## OPDRACHT
Dupliceer alle regels van de lijst hieronder zonder enige wijziging. Laat daarbij de afbeeldingen weg uit uw antwoord.
+++ GEGEVEN INFORMATIE +++
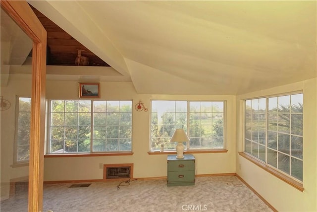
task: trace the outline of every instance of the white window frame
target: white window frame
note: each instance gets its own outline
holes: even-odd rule
[[[274,170],[276,170],[277,172],[280,173],[281,174],[283,174],[283,175],[285,175],[285,176],[287,176],[288,177],[295,180],[296,182],[298,182],[299,183],[302,183],[303,181],[302,180],[301,180],[300,179],[298,179],[297,178],[292,176],[291,174],[288,174],[287,173],[286,173],[284,171],[283,171],[279,169],[278,168],[274,167],[273,166],[272,166],[271,165],[270,165],[269,163],[267,163],[267,149],[268,148],[268,132],[269,132],[270,130],[268,129],[268,115],[269,114],[270,114],[270,112],[268,112],[268,99],[270,98],[274,98],[274,97],[283,97],[283,96],[291,96],[291,95],[296,95],[296,94],[302,94],[303,95],[303,96],[304,96],[304,93],[301,91],[297,91],[297,92],[289,92],[289,93],[282,93],[282,94],[276,94],[276,95],[269,95],[269,96],[262,96],[262,97],[256,97],[256,98],[248,98],[248,99],[244,99],[244,104],[243,104],[243,152],[244,153],[247,154],[248,155],[250,155],[250,157],[252,157],[253,158],[254,158],[255,159],[257,160],[257,161],[258,161],[260,163],[263,163],[264,164],[265,164],[265,165],[268,166],[268,167],[270,167],[270,168],[273,169]],[[251,153],[249,153],[249,152],[247,152],[246,151],[246,120],[245,120],[245,118],[246,118],[246,101],[247,100],[252,100],[253,99],[262,99],[262,98],[265,98],[265,161],[264,161],[263,160],[261,160],[260,159],[257,158],[256,157],[255,157],[254,156],[252,155],[252,152]],[[304,99],[304,97],[303,97]],[[304,101],[303,101],[302,104],[303,105],[303,107],[304,107]],[[304,115],[304,109],[303,108],[303,113],[302,113],[302,115],[303,116]],[[289,113],[289,114],[293,114],[293,113],[291,113],[291,111],[290,111],[288,113]],[[277,114],[278,114],[278,113],[277,113]],[[296,113],[294,113],[294,114],[296,114]],[[291,118],[290,118],[290,119],[291,119]],[[290,121],[291,122],[291,121]],[[303,130],[304,129],[302,129],[302,130]],[[287,133],[284,133],[285,135],[289,135],[290,136],[291,136],[292,135],[295,135],[294,134],[292,134],[291,133],[291,130],[290,130],[290,133],[289,134],[287,134]],[[276,131],[277,133],[278,134],[279,131]],[[283,134],[283,133],[282,134]],[[300,136],[300,135],[296,135],[297,136],[298,136],[299,137],[301,137],[303,139],[303,142],[304,142],[304,137],[303,137],[303,135],[302,135],[302,136]],[[250,141],[251,142],[252,142],[252,140]],[[277,141],[278,142],[278,141]],[[290,141],[290,153],[289,154],[288,154],[288,155],[290,157],[292,157],[292,156],[291,155],[291,146],[290,146],[290,144],[291,143],[291,141]],[[252,145],[252,144],[251,144]],[[276,144],[276,145],[277,146],[278,146],[278,143],[277,142],[277,143]],[[252,146],[251,147],[252,148]],[[302,149],[302,151],[303,151],[303,149]],[[276,151],[277,152],[277,154],[278,154],[279,152],[280,151],[278,150],[277,149],[276,149]],[[304,153],[303,152],[303,154]],[[287,155],[286,154],[286,155]],[[300,160],[301,160],[302,161],[302,162],[303,162],[303,158],[296,158],[297,159],[300,159]],[[289,160],[289,163],[290,163],[290,173],[291,172],[291,166],[290,165],[291,163],[291,160]],[[278,165],[277,165],[277,167],[278,167]],[[303,174],[304,173],[303,172],[302,170],[302,174]],[[303,178],[303,176],[302,176],[302,178]]]
[[[56,153],[53,153],[53,152],[51,152],[50,151],[50,148],[51,148],[51,114],[52,114],[52,101],[90,101],[90,103],[91,103],[91,110],[90,110],[90,116],[91,116],[91,122],[90,122],[90,151],[85,151],[85,152],[78,152],[78,151],[74,151],[74,152],[64,152],[63,151],[65,150],[65,146],[64,145],[63,147],[63,151],[62,152],[56,152]],[[131,102],[131,149],[130,150],[114,150],[114,151],[93,151],[93,141],[94,141],[94,136],[93,136],[93,133],[94,133],[94,123],[93,123],[93,116],[94,116],[94,102],[110,102],[110,101],[115,101],[115,102]],[[47,141],[46,142],[47,144],[47,148],[46,148],[46,150],[47,150],[47,153],[46,153],[46,155],[54,155],[54,154],[62,154],[62,155],[72,155],[72,154],[100,154],[100,153],[121,153],[121,152],[132,152],[132,112],[133,112],[133,101],[132,100],[88,100],[88,99],[52,99],[52,100],[48,100],[48,124],[47,124]],[[65,113],[65,110],[63,112],[64,113]],[[77,113],[78,113],[78,111],[77,111]],[[105,112],[105,113],[106,113],[107,112]],[[119,112],[119,113],[120,113],[120,112]],[[79,125],[77,125],[77,126],[78,126]],[[65,126],[65,125],[64,125],[64,126]],[[118,125],[118,127],[120,128],[120,127],[121,126],[120,125]],[[105,126],[106,127],[106,126]],[[78,143],[78,138],[77,138],[77,143]]]
[[[31,97],[26,96],[19,96],[16,95],[15,97],[15,128],[14,128],[14,152],[13,152],[13,164],[14,165],[27,165],[29,164],[29,160],[19,160],[17,159],[18,157],[18,151],[19,145],[18,144],[19,141],[19,135],[18,130],[20,128],[25,128],[24,126],[19,126],[19,118],[20,113],[29,113],[30,118],[31,118],[31,105],[30,106],[30,111],[20,111],[20,98],[27,98],[29,99],[31,101]],[[31,124],[31,120],[30,120],[30,123]],[[29,126],[29,130],[30,129]],[[30,149],[30,140],[29,139],[29,149]]]
[[[151,100],[151,102],[150,102],[150,105],[151,105],[151,111],[150,111],[150,134],[149,134],[149,152],[156,152],[156,151],[158,151],[161,149],[152,149],[152,141],[151,141],[151,139],[152,139],[152,135],[151,135],[151,132],[152,132],[152,102],[154,101],[174,101],[174,102],[177,102],[177,101],[184,101],[184,102],[187,102],[187,123],[186,123],[186,126],[185,127],[185,129],[184,130],[185,130],[185,132],[186,132],[186,134],[189,135],[189,137],[190,137],[190,137],[189,136],[189,130],[190,130],[190,102],[222,102],[223,103],[223,111],[222,112],[223,113],[223,117],[222,117],[222,121],[223,121],[223,123],[222,123],[222,126],[223,126],[223,147],[222,148],[190,148],[190,141],[189,142],[184,142],[184,145],[185,146],[185,150],[187,150],[187,151],[197,151],[197,152],[199,152],[199,151],[213,151],[213,150],[224,150],[225,149],[226,147],[226,113],[227,113],[227,111],[226,111],[226,100],[174,100],[174,99],[170,99],[170,100],[162,100],[162,99],[153,99],[153,100]],[[200,137],[200,139],[201,139],[202,137]],[[163,148],[163,151],[164,152],[172,152],[172,151],[175,151],[175,147],[173,149],[165,149],[165,146],[163,146],[162,147]]]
+++
## JUIST RESULTAAT
task: trace the outline of every instance of the white window frame
target: white window frame
note: each instance gets its own outline
holes: even-odd rule
[[[274,170],[276,170],[277,172],[280,173],[281,174],[283,174],[283,175],[285,175],[285,176],[287,176],[288,177],[295,180],[296,182],[298,182],[299,183],[302,183],[303,181],[302,180],[301,180],[300,179],[298,179],[297,178],[292,176],[291,174],[288,174],[287,173],[286,173],[284,171],[283,171],[279,169],[278,168],[274,167],[273,166],[272,166],[271,165],[270,165],[269,163],[267,163],[267,149],[268,148],[268,132],[269,132],[270,130],[268,129],[268,115],[269,114],[270,114],[270,112],[268,112],[268,99],[270,98],[274,98],[274,97],[283,97],[283,96],[291,96],[291,95],[296,95],[296,94],[302,94],[303,95],[303,96],[304,96],[304,93],[301,91],[297,91],[297,92],[289,92],[289,93],[282,93],[282,94],[276,94],[276,95],[269,95],[269,96],[262,96],[262,97],[256,97],[256,98],[248,98],[248,99],[244,99],[244,104],[243,104],[243,152],[244,153],[247,154],[248,155],[250,155],[250,157],[252,157],[253,158],[254,158],[255,159],[257,160],[257,161],[258,161],[260,163],[263,163],[264,164],[265,164],[265,165],[268,166],[268,167],[270,167],[270,168],[273,169]],[[251,153],[249,153],[249,152],[247,152],[246,151],[246,120],[245,120],[245,118],[246,118],[246,101],[247,100],[252,100],[253,99],[262,99],[262,98],[265,98],[265,161],[264,161],[263,160],[261,160],[260,159],[257,158],[256,157],[255,157],[254,156],[252,155],[252,152]],[[304,99],[304,97],[303,97]],[[304,101],[303,101],[302,104],[303,105],[303,107],[304,107]],[[304,115],[304,109],[303,108],[303,113],[302,113],[302,115],[303,116]],[[289,113],[289,114],[293,114],[293,113],[291,113],[291,111],[290,111],[288,113]],[[277,114],[278,114],[278,113],[277,113]],[[296,113],[294,113],[294,114],[296,114]],[[291,118],[290,118],[290,119],[291,119]],[[290,121],[291,122],[291,121]],[[303,130],[304,129],[302,129],[302,130]],[[287,133],[284,133],[285,135],[289,135],[290,136],[291,136],[292,135],[295,135],[294,134],[292,134],[291,133],[291,130],[290,130],[290,133],[289,134],[287,134]],[[276,131],[277,133],[278,134],[279,131]],[[283,134],[283,133],[282,134]],[[300,136],[300,135],[296,135],[297,136],[298,136],[299,137],[301,137],[303,139],[303,142],[304,142],[304,137],[303,137],[303,135],[302,135],[302,136]],[[250,141],[251,142],[252,142],[252,140]],[[277,141],[278,142],[278,141]],[[290,141],[290,153],[289,154],[288,154],[288,155],[290,157],[292,157],[292,156],[291,155],[291,146],[290,146],[290,144],[291,143],[291,141]],[[252,145],[252,144],[251,144]],[[276,144],[276,145],[277,146],[278,146],[278,143],[277,142],[277,143]],[[252,146],[251,147],[252,148]],[[302,149],[302,151],[303,151],[303,149]],[[276,151],[277,152],[277,154],[278,154],[279,152],[280,151],[278,150],[277,149],[276,149]],[[304,153],[303,152],[303,154]],[[287,155],[286,154],[286,155]],[[300,160],[301,160],[302,161],[302,162],[303,162],[303,158],[296,158],[297,159],[300,159]],[[289,160],[289,163],[290,163],[290,173],[291,172],[291,166],[290,165],[291,163],[291,160]],[[278,165],[277,165],[277,167],[278,167]],[[303,174],[304,173],[303,172],[302,170],[302,174]],[[303,178],[303,176],[302,176],[302,178]]]
[[[56,153],[53,153],[53,152],[51,152],[50,151],[50,148],[51,148],[51,114],[52,114],[52,101],[90,101],[90,103],[91,103],[91,110],[90,110],[90,116],[91,116],[91,122],[90,122],[90,151],[85,151],[85,152],[78,152],[78,151],[74,151],[74,152],[64,152],[63,151],[65,150],[65,146],[64,145],[63,147],[63,151],[62,152],[56,152]],[[131,102],[131,149],[130,150],[114,150],[114,151],[93,151],[93,141],[94,141],[94,136],[93,136],[93,133],[94,133],[94,123],[93,123],[93,116],[94,116],[94,102],[110,102],[110,101],[115,101],[115,102]],[[47,141],[46,142],[47,144],[47,148],[46,148],[46,150],[47,150],[47,153],[46,153],[46,155],[54,155],[54,154],[62,154],[62,155],[72,155],[72,154],[100,154],[100,153],[121,153],[121,152],[132,152],[132,112],[133,112],[133,101],[132,100],[88,100],[88,99],[52,99],[52,100],[48,100],[48,124],[47,124]],[[65,113],[65,110],[63,112],[64,113]],[[77,113],[78,113],[78,111],[77,111]],[[105,112],[105,113],[106,113],[107,112]],[[119,112],[119,113],[120,113],[120,112]],[[79,125],[77,125],[77,126],[78,126]],[[65,126],[65,125],[64,125],[64,126]],[[118,125],[118,127],[120,128],[120,127],[121,126],[120,125]],[[105,126],[106,127],[106,126]],[[78,143],[78,138],[77,138],[77,143]]]
[[[31,97],[26,96],[19,96],[16,95],[15,97],[15,128],[14,128],[14,152],[13,152],[13,164],[14,165],[27,165],[29,164],[29,160],[19,160],[17,159],[18,157],[18,151],[19,145],[18,144],[19,141],[19,135],[18,130],[20,128],[25,128],[24,126],[19,126],[19,118],[20,113],[29,113],[30,118],[31,118],[31,105],[30,106],[30,111],[20,111],[20,98],[27,98],[29,99],[31,101]],[[31,124],[31,120],[30,120],[30,123]],[[29,126],[29,130],[30,129]],[[30,149],[30,140],[29,139],[29,149]]]
[[[151,100],[151,102],[150,102],[150,105],[151,105],[151,111],[150,111],[150,134],[149,134],[149,152],[156,152],[156,151],[158,151],[161,149],[152,149],[152,141],[151,141],[151,139],[152,139],[152,135],[151,135],[151,132],[152,132],[152,102],[154,101],[174,101],[174,102],[177,102],[177,101],[184,101],[184,102],[187,102],[187,123],[186,123],[186,126],[185,127],[185,129],[184,130],[185,130],[185,132],[186,132],[186,134],[189,135],[189,137],[190,137],[190,137],[189,136],[189,130],[190,130],[190,102],[222,102],[223,103],[223,111],[222,112],[223,113],[223,117],[222,117],[222,121],[223,121],[223,123],[222,123],[222,126],[223,126],[223,147],[222,148],[190,148],[190,141],[189,142],[184,142],[184,145],[185,146],[185,150],[187,150],[187,151],[197,151],[197,152],[199,152],[199,151],[213,151],[213,150],[224,150],[225,149],[226,147],[226,113],[227,113],[227,111],[226,111],[226,100],[174,100],[174,99],[170,99],[170,100],[162,100],[162,99],[153,99],[153,100]],[[200,137],[200,139],[201,139],[202,137]],[[163,148],[163,151],[164,152],[172,152],[172,151],[175,151],[175,147],[173,149],[165,149],[165,146],[163,146],[162,147]]]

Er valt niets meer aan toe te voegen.